DATA LISTING Block Start

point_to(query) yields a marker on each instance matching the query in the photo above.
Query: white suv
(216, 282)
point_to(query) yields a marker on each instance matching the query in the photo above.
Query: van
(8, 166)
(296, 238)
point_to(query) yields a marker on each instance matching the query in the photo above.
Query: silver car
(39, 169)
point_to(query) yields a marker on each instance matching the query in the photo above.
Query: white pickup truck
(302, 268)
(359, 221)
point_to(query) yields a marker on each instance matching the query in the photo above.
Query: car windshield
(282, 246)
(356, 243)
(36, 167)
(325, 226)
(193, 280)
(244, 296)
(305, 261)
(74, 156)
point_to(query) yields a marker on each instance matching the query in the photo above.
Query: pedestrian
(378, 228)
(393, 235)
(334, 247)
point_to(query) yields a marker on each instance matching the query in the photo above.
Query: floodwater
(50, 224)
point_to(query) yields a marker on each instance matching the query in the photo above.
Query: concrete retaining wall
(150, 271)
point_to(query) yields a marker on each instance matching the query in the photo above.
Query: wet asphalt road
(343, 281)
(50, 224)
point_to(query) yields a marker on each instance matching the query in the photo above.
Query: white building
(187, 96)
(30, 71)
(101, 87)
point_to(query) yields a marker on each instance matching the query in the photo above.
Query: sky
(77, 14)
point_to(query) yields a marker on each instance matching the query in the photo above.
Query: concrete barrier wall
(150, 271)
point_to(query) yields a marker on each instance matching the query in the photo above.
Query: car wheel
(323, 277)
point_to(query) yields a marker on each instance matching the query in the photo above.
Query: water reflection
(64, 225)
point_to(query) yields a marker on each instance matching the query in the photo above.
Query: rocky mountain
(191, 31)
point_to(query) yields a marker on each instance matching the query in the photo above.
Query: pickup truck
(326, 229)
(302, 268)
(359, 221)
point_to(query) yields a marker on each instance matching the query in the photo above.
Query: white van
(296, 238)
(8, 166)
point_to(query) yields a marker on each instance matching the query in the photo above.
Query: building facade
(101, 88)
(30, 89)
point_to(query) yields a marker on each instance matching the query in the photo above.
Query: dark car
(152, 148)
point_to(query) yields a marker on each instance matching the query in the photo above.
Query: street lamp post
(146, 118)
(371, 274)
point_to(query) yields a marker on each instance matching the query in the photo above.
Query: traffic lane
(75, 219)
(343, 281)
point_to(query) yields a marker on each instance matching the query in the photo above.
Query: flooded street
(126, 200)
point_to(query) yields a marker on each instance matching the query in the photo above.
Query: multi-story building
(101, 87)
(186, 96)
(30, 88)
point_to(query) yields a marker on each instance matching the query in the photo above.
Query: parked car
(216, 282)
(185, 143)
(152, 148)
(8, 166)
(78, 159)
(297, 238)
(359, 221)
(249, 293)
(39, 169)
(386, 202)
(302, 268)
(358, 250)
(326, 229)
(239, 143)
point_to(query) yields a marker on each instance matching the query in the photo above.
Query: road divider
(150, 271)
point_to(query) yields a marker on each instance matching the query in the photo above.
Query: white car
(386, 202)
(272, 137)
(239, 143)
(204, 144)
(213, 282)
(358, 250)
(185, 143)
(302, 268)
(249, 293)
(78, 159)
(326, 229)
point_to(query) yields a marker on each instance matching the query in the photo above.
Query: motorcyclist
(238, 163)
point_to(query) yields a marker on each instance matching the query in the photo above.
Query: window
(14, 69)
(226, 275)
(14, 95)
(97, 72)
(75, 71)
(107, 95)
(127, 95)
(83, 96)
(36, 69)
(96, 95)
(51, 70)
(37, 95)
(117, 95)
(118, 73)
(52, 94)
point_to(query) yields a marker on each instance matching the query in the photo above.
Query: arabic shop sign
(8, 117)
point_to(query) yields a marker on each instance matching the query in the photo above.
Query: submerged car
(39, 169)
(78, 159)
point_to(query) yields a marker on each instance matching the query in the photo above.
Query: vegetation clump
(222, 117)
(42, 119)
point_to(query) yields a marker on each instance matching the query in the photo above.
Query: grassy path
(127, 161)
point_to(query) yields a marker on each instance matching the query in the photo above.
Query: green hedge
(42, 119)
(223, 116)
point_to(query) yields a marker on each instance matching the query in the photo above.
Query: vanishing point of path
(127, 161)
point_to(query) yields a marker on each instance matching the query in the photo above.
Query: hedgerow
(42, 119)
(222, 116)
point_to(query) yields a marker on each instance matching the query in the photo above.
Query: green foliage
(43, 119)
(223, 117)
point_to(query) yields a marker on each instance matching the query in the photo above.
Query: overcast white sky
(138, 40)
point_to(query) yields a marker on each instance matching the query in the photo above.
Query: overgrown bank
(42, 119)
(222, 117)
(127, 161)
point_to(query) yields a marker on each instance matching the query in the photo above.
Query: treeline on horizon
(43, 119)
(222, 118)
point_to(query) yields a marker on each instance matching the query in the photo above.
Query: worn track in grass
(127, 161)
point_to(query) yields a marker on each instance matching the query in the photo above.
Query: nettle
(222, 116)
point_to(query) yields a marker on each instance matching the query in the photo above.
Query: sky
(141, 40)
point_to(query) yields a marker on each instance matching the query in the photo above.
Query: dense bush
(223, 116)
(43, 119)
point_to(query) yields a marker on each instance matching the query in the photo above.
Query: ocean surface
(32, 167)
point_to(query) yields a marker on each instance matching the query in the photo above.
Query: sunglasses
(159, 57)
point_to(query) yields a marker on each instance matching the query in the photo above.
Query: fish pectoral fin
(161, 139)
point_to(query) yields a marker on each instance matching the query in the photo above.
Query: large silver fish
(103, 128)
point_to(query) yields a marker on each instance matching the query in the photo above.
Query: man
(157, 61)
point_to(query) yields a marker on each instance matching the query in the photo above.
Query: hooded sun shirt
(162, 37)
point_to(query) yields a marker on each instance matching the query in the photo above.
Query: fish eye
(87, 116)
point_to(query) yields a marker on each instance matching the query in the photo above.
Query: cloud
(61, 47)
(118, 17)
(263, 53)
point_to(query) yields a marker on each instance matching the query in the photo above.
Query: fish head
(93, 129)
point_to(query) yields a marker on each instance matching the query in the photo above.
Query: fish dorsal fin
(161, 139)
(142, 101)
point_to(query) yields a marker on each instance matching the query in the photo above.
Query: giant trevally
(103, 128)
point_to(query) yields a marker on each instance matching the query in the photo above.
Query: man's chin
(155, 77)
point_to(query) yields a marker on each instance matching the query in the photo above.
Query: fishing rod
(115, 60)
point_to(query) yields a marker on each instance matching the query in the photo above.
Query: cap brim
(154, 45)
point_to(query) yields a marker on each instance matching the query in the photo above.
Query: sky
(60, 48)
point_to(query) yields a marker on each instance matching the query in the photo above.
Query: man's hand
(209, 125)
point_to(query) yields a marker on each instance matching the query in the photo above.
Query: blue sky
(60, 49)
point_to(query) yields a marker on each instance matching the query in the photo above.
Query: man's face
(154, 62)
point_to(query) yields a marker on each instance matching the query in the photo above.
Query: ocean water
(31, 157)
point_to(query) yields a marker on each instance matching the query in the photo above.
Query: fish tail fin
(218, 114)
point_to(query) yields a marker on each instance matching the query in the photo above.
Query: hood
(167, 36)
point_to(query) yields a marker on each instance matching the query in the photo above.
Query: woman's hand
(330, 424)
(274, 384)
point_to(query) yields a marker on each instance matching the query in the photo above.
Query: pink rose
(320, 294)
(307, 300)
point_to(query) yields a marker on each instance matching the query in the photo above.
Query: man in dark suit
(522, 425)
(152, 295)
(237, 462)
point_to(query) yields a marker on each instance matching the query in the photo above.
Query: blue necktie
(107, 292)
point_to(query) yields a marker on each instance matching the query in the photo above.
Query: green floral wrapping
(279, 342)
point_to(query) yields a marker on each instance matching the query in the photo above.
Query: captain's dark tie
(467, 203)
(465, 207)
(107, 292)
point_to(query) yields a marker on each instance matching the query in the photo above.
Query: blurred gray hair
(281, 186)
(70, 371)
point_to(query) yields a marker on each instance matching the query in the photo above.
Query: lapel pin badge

DATA LISTING Block End

EXERCISE PROMPT
Your answer should be the lines from the one containing "Query: captain's dark tie" through the end of the records, both included, output exactly and with nothing added.

OUTPUT
Query: captain's dark tie
(467, 203)
(465, 207)
(107, 292)
point_to(query) yields a marker on each instance matching the query in the photo above.
Query: blurred gray hair
(281, 186)
(70, 371)
point_to(query) yields a marker on each instance matching the query in the photo above.
Query: lapel pin badge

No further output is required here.